Extracted text:
====
Showing posts with label Elliott wave. Show all posts
Showing posts with label Elliott wave. Show all posts

Tuesday, August 14, 2012

Bearishness

Click To Enlarge
Risk On; Risk Off
My desire in writing this blog is to share my years of experience in the stock market in the hope of helping others to be successful.  My approach has evolved over the years, and continues to, as the opportunities arise.  Currently, I am trading Exchange Traded Funds (ETF's), rather than individual stocks.  Lately, the market has all but ceased trading on fundamentals, and is following some irrational "risk on", "risk off" approach.  ETF's add diversification and more predictability during these highly volatile times.

Nothing To Show
Because of the market volatility I am trying to develop more of a trading methodology, with mixed success.  Since I am not at the point where I feel this would be helpful to others, I decided earlier in the year to share my investing club trades in this blog.  The problem is there hasn't been any trades.  Prior to the end of last year we purchased two inverse ETF's.  One makes money as the Nasdaq goes down, and the other as the TSX goes lower.  We are also holding some silver coins.

Moving Averages
None of those positions in our investing club has proven profitable, year-to-date.  With the exception of the Nasdaq, neither has there been any longer term signals which would justify reversing these positions.  You might know from other posts on this blog that I recommend using the 200-day moving average to manage risk.  The TSX has been below its 200-day moving average most of the year except for a brief high it made at the end of February.
====
Supplied records:
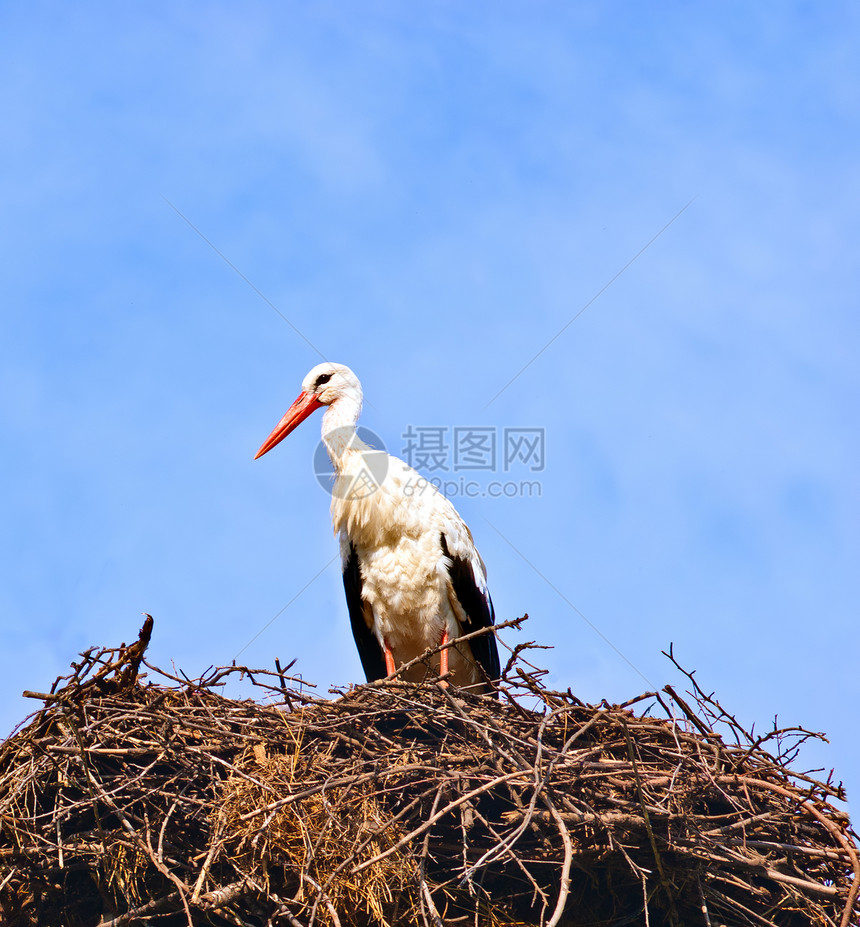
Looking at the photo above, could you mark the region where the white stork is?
====
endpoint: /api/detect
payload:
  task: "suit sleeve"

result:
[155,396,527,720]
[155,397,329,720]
====
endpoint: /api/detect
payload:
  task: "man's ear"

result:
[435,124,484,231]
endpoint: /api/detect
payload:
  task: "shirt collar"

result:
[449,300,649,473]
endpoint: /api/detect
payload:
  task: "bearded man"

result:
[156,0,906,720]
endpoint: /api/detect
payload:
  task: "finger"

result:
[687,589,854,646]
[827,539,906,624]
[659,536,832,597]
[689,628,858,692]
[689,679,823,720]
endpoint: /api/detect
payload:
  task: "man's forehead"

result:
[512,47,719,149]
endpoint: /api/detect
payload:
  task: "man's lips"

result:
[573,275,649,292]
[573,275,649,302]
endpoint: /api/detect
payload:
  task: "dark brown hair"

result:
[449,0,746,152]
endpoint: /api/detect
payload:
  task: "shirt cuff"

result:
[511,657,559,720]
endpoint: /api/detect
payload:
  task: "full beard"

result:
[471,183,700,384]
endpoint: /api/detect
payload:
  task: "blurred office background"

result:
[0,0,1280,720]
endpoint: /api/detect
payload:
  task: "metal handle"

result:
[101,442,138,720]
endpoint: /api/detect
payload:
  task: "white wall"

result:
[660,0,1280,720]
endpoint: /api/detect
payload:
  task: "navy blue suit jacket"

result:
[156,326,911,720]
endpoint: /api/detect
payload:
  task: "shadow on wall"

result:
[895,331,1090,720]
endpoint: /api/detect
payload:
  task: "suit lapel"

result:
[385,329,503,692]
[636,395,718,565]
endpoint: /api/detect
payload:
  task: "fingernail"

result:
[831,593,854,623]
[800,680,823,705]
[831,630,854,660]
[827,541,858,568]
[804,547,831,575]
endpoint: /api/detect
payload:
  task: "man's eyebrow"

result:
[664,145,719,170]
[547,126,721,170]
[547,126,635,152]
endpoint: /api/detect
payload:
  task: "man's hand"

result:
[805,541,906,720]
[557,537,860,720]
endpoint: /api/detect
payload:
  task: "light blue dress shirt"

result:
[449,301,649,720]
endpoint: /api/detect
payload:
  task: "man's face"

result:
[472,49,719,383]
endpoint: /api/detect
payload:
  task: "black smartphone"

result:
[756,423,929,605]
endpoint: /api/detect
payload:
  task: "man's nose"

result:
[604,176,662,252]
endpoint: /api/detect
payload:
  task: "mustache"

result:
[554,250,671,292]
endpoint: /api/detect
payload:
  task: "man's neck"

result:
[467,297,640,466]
====
Challenge: Can you give again, word for word, the part of the stock market blog post that opens with the words containing "Nothing To Show" and closes with "some silver coins."?

Solved problem:
Nothing To Show
Because of the market volatility I am trying to develop more of a trading methodology, with mixed success.  Since I am not at the point where I feel this would be helpful to others, I decided earlier in the year to share my investing club trades in this blog.  The problem is there hasn't been any trades.  Prior to the end of last year we purchased two inverse ETF's.  One makes money as the Nasdaq goes down, and the other as the TSX goes lower.  We are also holding some silver coins.